● Task details
From the line with "Where can the green" down to the final line of the material below, quote every line exactly and leave out all lines before it.

● Records supplied

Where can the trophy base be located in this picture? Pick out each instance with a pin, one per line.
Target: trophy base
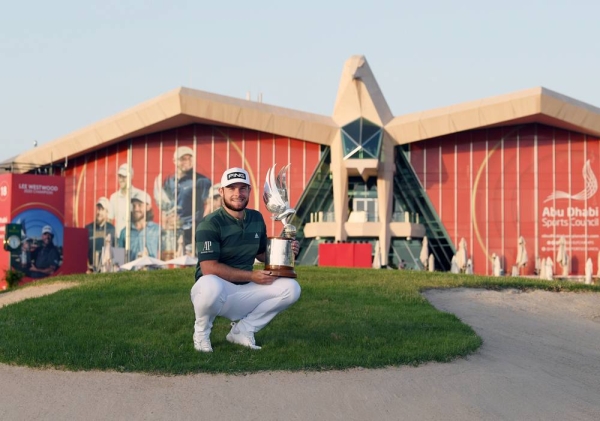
(281, 271)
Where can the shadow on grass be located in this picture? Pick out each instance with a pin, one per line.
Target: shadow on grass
(143, 322)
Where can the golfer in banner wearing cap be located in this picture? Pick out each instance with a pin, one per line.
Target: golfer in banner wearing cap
(98, 230)
(119, 203)
(46, 259)
(177, 196)
(227, 242)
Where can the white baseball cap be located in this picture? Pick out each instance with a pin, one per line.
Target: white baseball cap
(141, 196)
(215, 190)
(123, 169)
(235, 175)
(103, 201)
(182, 151)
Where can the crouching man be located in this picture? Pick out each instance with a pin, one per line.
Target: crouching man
(227, 242)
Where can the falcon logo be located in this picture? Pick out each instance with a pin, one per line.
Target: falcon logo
(239, 175)
(590, 186)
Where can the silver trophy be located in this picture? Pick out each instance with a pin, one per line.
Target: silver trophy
(279, 258)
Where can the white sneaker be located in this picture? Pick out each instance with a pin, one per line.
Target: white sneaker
(240, 336)
(202, 342)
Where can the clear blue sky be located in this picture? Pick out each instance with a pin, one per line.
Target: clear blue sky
(66, 64)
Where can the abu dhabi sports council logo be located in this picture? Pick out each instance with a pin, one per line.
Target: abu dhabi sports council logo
(590, 186)
(239, 175)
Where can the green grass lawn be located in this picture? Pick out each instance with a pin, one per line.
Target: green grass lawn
(143, 322)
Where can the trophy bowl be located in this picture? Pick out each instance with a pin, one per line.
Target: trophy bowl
(279, 257)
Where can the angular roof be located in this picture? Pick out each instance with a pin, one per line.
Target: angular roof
(536, 105)
(176, 108)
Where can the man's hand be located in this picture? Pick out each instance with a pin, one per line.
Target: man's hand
(263, 277)
(296, 247)
(169, 219)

● The answer
Where can the green grass lawn be located in this picture? Pick out each instance with a pin, one per line.
Target: green grass lawn
(143, 322)
Where can the trophy bowl be located in this picture? Pick out each instance with a pin, one per line.
Target: trophy bowl
(279, 257)
Where can the angular roof be located in this picture? Pick out each instance with a pin, one per line.
Target: angular roof
(536, 105)
(176, 108)
Where can the man's hand be located in this picture? Pick out each instance with a pin, one per line.
Target: man's hand
(263, 277)
(296, 247)
(169, 219)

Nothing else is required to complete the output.